By the way, Senator, I would only correct there was a
soldier killed on the border, an Israeli soldier killed by a
Hezbollah antitank rocket earlier this year. So the border
hasn't been quiet, and I don't think that those 600 tons of
buried weaponry that UNIFIL found was intention of any further
quietude on the part of Hezbollah either.
Senator Casey. And let me go back to a point that each of
you have made in one way or the other, or at least referred to
it, and it is an important area of review. And that is apart
from the obvious and I think a compelling threat that Hezbollah
poses militarily and apart from the building up of the security
forces, this whole other set of questions that are nonmilitary
in nature, which is what is happening on the ground in an
economic or societal sense with the Lebanese people?
I mean, I asked in the session we had with Prime Minister
Hariri. I had come into the meeting late, and they had covered
a lot of the other questions. But one thing I asked him was
about his own economy. He kind of walked through the state of
play there.

» REQUIRED ACTIONS
[a] According to the Lebanon hearing excerpt, how many tons of buried weaponry did UNIFIL find?
[b] Please pick up the Lebanon hearing excerpt after its last sentence and keep it going in the same voice.

» SUPPLIED ENTRIES
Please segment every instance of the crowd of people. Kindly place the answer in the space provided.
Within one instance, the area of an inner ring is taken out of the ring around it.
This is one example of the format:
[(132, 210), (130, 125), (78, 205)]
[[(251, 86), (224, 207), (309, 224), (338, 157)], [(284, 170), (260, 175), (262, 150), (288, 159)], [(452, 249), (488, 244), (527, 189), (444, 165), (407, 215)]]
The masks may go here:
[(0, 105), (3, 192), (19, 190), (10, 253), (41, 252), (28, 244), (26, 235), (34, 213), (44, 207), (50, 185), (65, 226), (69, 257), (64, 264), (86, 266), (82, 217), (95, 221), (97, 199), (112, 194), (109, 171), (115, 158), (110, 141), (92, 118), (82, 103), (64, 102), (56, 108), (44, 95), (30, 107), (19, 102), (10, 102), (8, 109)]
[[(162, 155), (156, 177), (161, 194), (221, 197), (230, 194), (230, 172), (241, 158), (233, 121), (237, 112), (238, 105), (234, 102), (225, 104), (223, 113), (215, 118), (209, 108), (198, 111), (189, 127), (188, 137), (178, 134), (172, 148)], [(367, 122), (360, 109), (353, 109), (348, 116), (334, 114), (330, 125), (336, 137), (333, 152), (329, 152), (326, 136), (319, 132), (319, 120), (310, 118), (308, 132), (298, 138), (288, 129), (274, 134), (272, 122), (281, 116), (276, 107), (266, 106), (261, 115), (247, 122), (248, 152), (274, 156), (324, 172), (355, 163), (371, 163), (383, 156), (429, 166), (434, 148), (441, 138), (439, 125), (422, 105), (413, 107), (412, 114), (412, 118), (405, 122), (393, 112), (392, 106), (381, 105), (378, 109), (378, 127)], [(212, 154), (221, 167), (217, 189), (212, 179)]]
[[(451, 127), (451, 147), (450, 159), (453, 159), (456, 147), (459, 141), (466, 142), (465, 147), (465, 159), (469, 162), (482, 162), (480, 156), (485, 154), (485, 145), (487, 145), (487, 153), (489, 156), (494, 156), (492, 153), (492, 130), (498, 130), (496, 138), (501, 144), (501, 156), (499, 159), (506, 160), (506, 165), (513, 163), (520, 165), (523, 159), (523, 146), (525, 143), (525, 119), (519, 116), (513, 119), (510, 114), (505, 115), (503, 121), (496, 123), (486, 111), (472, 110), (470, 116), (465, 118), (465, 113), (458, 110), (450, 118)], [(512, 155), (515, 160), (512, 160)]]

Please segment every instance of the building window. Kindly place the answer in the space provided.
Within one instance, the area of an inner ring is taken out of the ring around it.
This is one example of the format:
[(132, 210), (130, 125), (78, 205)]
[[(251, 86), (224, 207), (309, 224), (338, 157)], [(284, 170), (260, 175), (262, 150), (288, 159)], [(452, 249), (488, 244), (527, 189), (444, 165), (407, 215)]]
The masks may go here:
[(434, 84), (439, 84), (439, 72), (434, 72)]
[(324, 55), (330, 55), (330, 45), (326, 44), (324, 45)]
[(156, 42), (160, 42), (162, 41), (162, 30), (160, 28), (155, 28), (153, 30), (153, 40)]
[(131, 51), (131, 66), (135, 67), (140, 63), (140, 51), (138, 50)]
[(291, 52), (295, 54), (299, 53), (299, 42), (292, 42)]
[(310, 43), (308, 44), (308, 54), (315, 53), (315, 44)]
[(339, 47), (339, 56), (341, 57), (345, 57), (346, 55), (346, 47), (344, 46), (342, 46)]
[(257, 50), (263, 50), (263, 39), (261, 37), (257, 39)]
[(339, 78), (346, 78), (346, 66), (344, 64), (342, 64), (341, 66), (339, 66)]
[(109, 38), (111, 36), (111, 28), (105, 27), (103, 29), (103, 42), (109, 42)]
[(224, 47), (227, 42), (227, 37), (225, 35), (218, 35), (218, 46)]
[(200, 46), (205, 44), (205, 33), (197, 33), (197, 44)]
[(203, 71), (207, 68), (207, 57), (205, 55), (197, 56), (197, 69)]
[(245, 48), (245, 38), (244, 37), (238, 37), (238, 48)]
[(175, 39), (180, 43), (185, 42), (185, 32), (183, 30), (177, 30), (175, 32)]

» EXERCISE ANSWERS
[a] 600 tons

[b]
But I guess I would ask you what can you tell us about--
because I am trying to remember who now referred earlier to the
growth rate, and there are some good indicators there. But what
do you think has to happen to give people a better sense of
economic security that obviously plays a role in whether
someone can be radicalized or not or can be susceptible to any
kind of approach that Hezbollah would make to citizens? Is
there an economic need there, or is there a hole in the
economy, or is there a job or growth challenge that we haven't
really talked about yet?
Anyone who wants to start.
Ms. Pletka. I would love to start. I think that as
Professor Norton said rightly and as Ambassador Crocker said,
Hezbollah has successfully exploited a hole in Lebanon. The
Shia have been a traditionally underprivileged, maltreated, and
ignored group, largely concentrated in southern Lebanon. The
group that previously was their political representative, Amal,
is enormously corrupt, and didn't do anything for them. The
Council of the South, which is meant to provide money to them,
very rarely did anything effective.
But here is the problem: We provide aid, and we actually
focus some of our aid on the south. But Hezbollah is able to
step in with money that they receive from Iran and elsewhere,
and they are able to buy loyalty. They are able to buy
projects. In the wake of the 2006 war, they committed to
rebuild houses almost immediately. Governments don't--normal
governments like ours don't work quite that efficiently.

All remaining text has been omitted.